■ **Short task**
Look below for the line with "like x=958, y=241.", and from there restate every line word for word until the entries end.

───── Listing ─────

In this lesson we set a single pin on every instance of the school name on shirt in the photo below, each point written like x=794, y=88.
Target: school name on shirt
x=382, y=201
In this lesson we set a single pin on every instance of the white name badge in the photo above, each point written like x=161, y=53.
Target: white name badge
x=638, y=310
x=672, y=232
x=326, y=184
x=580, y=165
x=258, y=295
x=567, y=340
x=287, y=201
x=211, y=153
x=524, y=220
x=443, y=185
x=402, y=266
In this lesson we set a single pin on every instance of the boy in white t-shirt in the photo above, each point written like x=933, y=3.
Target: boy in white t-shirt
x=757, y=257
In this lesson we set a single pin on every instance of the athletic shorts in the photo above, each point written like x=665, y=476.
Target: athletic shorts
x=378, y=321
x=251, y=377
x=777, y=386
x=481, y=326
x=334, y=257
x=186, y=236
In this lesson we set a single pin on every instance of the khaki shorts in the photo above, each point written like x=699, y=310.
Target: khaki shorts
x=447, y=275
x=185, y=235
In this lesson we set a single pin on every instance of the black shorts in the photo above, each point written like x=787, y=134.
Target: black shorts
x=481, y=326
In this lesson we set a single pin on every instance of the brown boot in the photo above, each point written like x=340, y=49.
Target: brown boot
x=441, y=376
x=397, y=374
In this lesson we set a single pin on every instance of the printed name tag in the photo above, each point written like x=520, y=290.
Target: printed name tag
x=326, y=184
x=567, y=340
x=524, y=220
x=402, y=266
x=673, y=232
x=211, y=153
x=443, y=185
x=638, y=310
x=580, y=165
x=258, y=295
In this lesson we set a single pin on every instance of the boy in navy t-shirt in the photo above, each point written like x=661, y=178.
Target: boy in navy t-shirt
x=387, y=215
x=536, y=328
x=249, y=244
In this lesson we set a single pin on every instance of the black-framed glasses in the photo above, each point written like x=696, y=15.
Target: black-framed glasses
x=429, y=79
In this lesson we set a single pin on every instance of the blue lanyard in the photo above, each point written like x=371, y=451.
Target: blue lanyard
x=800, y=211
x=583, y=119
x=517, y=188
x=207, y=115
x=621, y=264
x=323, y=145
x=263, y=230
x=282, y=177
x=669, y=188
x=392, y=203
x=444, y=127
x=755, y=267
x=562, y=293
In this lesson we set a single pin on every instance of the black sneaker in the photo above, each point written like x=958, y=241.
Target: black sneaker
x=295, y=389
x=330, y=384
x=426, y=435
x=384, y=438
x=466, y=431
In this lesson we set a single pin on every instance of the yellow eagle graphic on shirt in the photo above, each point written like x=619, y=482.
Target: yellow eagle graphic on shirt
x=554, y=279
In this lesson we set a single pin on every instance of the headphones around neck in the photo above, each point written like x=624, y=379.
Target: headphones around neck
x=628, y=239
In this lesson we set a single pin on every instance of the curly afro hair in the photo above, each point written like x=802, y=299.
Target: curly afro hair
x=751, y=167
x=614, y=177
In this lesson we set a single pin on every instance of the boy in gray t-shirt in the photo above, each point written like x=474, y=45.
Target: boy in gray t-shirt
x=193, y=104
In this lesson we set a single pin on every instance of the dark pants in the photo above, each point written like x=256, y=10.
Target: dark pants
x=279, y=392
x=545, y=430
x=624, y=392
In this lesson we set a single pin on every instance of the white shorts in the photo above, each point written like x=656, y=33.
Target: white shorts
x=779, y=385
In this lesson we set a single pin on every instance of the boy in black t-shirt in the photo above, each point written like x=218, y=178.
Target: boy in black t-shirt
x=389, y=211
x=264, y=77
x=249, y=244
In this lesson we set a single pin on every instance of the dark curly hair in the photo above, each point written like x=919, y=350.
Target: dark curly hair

─────

■ **Finished exercise**
In this lesson we set a single pin on every instance of the black sneaker in the photo above, each point written like x=958, y=241.
Target: black sneaker
x=295, y=389
x=330, y=384
x=426, y=435
x=384, y=438
x=466, y=431
In this lesson we set a single pin on every instance of the yellow eagle graphic on shirt in the photo above, each point written like x=619, y=482.
Target: yellow eagle graphic on shirt
x=554, y=279
In this lesson we set a single pin on every instance of the headphones around neck in the photo above, each point written like x=624, y=379.
Target: headphones around neck
x=628, y=239
In this lesson we set a single pin on every instance of the curly afro hair in the photo above, each point written like x=802, y=299.
Target: curly afro hair
x=751, y=167
x=614, y=177
In this lesson we set a single pin on every instance of the boy in gray t-shirt in the photo above, each point written like x=474, y=45.
Target: boy in gray t-shirt
x=193, y=104
In this lesson we set a single pin on every instance of the dark pants in the photo above, each point written like x=256, y=10.
Target: dark pants
x=279, y=392
x=545, y=430
x=624, y=392
In this lesson we set a single pin on every instance of the white shorts in the photo above, each point written like x=656, y=33.
Target: white shorts
x=779, y=385
In this lesson we set a single pin on every instance of the boy in black t-shirt in the photo above, each point written like x=218, y=178.
Target: boy in black t-shirt
x=389, y=211
x=264, y=77
x=249, y=244
In this lesson we set a single pin on every instance of the dark curly hair in the photo above, each point written like x=919, y=350.
Target: dark curly hair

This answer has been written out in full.